Update the records below, changing "purple flower spike" to "violet flower spike" and keeping everything else the same.

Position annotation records
- - - - -
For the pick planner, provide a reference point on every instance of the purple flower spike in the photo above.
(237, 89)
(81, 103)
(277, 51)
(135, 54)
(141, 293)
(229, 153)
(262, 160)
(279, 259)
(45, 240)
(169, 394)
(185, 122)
- - - - -
◆ Written solution ◆
For the pick planner, provide a reference point on every instance of the violet flower spike in the photo above.
(237, 89)
(81, 103)
(277, 51)
(135, 54)
(141, 293)
(229, 153)
(262, 160)
(279, 259)
(45, 240)
(169, 394)
(185, 122)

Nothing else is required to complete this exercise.